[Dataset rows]
— START —

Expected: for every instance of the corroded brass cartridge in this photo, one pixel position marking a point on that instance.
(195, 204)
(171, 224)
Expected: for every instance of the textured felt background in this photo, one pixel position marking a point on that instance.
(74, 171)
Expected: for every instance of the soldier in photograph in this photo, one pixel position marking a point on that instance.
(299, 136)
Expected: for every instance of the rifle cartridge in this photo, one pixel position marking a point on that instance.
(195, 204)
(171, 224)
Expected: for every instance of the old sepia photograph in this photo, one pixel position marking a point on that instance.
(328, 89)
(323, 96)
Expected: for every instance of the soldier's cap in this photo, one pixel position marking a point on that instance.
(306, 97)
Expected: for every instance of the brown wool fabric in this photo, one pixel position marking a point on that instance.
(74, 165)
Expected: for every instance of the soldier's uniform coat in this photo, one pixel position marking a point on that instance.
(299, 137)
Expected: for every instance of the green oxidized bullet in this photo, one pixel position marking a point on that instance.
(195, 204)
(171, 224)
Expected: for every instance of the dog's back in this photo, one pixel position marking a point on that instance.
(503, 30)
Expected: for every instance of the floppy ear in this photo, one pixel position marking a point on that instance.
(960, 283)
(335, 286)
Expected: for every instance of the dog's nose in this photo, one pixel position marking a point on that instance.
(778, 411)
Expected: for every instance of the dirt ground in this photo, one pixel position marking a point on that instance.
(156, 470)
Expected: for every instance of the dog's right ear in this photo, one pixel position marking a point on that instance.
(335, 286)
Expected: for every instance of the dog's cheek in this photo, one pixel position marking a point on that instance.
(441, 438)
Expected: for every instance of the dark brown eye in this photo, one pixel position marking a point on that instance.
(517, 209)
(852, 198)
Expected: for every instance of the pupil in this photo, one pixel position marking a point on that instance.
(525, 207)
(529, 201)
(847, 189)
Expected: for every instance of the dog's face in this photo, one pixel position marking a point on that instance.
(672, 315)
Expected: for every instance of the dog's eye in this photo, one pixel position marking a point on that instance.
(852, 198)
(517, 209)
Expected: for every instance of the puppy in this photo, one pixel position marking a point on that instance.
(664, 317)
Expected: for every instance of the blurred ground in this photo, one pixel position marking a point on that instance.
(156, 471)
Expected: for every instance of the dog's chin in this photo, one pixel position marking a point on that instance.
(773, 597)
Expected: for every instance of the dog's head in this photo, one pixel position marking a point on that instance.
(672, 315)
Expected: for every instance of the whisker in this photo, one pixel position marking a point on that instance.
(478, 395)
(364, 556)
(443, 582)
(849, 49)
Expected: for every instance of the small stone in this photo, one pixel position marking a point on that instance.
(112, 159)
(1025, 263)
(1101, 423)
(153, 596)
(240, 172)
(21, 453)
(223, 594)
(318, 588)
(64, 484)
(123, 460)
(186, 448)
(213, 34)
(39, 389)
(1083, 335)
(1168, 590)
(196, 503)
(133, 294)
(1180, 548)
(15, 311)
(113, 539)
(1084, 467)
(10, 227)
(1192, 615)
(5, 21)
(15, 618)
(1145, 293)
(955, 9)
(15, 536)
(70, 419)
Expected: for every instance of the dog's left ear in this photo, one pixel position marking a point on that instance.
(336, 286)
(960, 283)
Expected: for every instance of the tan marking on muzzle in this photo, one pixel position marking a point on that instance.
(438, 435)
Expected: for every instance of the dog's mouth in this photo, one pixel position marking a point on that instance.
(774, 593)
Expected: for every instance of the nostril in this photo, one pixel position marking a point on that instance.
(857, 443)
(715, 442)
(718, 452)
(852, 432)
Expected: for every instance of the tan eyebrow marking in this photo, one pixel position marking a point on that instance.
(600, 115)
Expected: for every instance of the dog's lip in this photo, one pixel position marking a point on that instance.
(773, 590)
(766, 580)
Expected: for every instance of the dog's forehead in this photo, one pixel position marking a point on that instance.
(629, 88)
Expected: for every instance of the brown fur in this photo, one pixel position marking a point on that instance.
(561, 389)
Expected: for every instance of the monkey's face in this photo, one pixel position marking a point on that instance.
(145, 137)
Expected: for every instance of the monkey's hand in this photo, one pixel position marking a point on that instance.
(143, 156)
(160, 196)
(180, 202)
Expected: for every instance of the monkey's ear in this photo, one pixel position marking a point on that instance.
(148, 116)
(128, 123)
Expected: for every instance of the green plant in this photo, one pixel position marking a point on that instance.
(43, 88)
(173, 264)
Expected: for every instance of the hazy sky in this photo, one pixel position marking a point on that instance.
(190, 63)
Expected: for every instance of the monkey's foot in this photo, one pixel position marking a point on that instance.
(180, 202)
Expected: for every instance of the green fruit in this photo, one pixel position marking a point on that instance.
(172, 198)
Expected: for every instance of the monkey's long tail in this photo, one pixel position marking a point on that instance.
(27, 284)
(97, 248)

— END —

-- Task to carry out --
Copy all the records above precisely.

-- Output for this exercise --
Expected: for every instance of the corroded brass cartridge in this photo, one pixel position marking a point on that instance.
(195, 204)
(171, 224)
Expected: for every instance of the textured felt background in this photo, one pixel position marking a point on that instance.
(74, 171)
Expected: for every instance of the soldier in photograph in this photo, one pixel position marking a point on that instance.
(299, 136)
Expected: for every instance of the rifle cartridge in this photo, one pixel position marking a point on that instance.
(195, 204)
(171, 224)
Expected: for every instance of the old sepia photograph in this photo, one pixel position marking a point on that instance.
(328, 89)
(323, 96)
Expected: for every instance of the soldier's cap in this photo, one pixel position marking a point on that instance.
(306, 97)
Expected: for every instance of the brown wool fabric in this photo, one pixel position marking a point on that instance.
(74, 165)
Expected: for every instance of the soldier's uniform coat in this photo, one pixel position marking a point on that instance.
(299, 137)
Expected: for every instance of the green oxidized bullet in this photo, one pixel position marking a point on that instance.
(195, 204)
(171, 224)
Expected: for every instance of the dog's back in this photo, one pixel position marking a point on that instance.
(503, 30)
Expected: for every instance of the floppy ear in this photo, one pixel position marking a point on that instance.
(960, 283)
(335, 286)
Expected: for every instance of the dog's nose in this photo, one pixel position marking a point on that instance.
(778, 411)
Expected: for every instance of the dirt ground in this photo, one pixel position marking a point on that instance.
(156, 470)
Expected: for every instance of the dog's right ear in this photo, one pixel position marking a point on that instance.
(335, 286)
Expected: for every instance of the dog's cheek in this photo, one pixel position marking a point on that instance.
(441, 438)
Expected: for every instance of the dark brown eye in this photo, one pixel position marking a point on that instance.
(517, 209)
(852, 198)
Expected: for every instance of the pupil in this photo, one pixel position marking a point on that instance.
(525, 207)
(529, 201)
(847, 189)
Expected: for every instance of the dog's face in this photo, one pixel position marking a point on that instance.
(672, 315)
Expected: for every instance of the dog's eye in this photo, one pixel position marking a point on that instance.
(852, 198)
(517, 209)
Expected: for every instance of the puppy in this photo, one pixel position marking a point on that instance.
(664, 317)
Expected: for every instance of the blurred ground in this photo, one pixel position marking a point on that instance.
(156, 471)
Expected: for every instance of the dog's chin in this photo, one pixel position marking a point on that instance.
(773, 597)
Expected: for every instance of the dog's head in this photo, one pixel position marking a point on that instance.
(672, 315)
Expected: for every instance of the whisker in this photo, one pixel position marking a point on that instance.
(478, 395)
(364, 556)
(443, 582)
(849, 49)
Expected: for every instance of the small stone in this photo, one pixel position marking a point on that instance.
(112, 159)
(1025, 263)
(1101, 423)
(153, 596)
(240, 172)
(21, 453)
(223, 594)
(318, 588)
(64, 484)
(123, 460)
(186, 448)
(213, 34)
(39, 389)
(1083, 335)
(1168, 590)
(196, 503)
(133, 294)
(1180, 548)
(15, 311)
(113, 539)
(1084, 467)
(10, 227)
(1192, 615)
(5, 21)
(15, 618)
(1145, 293)
(955, 9)
(15, 536)
(70, 419)
Expected: for every instance of the dog's left ear in this photo, one pixel position marking a point on that instance.
(336, 286)
(960, 283)
Expected: for every instance of the tan marking on muzzle in this photo, one pixel position marking a point on that instance.
(438, 435)
Expected: for every instance of the dog's mouth in this photo, one pixel position marking a point on that instance.
(774, 593)
Expected: for every instance of the nostril in this photo, one pixel position marking a point on that instance.
(857, 443)
(715, 442)
(718, 452)
(852, 432)
Expected: for every instance of the tan eyebrow marking in this photo, one pixel position marking a point on that instance.
(600, 115)
Expected: for every instance of the dog's lip in this photo, one pixel position marking a point on that instance.
(773, 590)
(766, 580)
Expected: for every instance of the dog's forehead in this photo, one pixel position marking a point on that instance.
(629, 88)
Expected: for every instance of the brown fur in this photo, one pixel position marking a point on that instance.
(561, 389)
Expected: for every instance of the monkey's face in this photo, one pixel position marking a point on that instance.
(145, 137)
Expected: for every instance of the monkey's hand in this photo, one pixel position marking a point on that instance.
(143, 156)
(160, 196)
(180, 202)
Expected: for every instance of the monkey's ear in this photo, one pixel position marking a point on that instance.
(148, 116)
(128, 123)
Expected: for every instance of the green plant in this photo, one pixel position marking a point on that instance.
(43, 88)
(173, 264)
Expected: for every instance of the hazy sky in this photo, one pixel position marking a point on that instance.
(190, 63)
Expected: for every instance of the monkey's foot in this photo, one pixel position marking a point on that instance.
(180, 202)
Expected: for every instance of the green fruit in this photo, one pixel position marking a point on that instance.
(172, 198)
Expected: for every instance of the monkey's long tail in this photo, one pixel position marking a point on that instance.
(27, 284)
(97, 248)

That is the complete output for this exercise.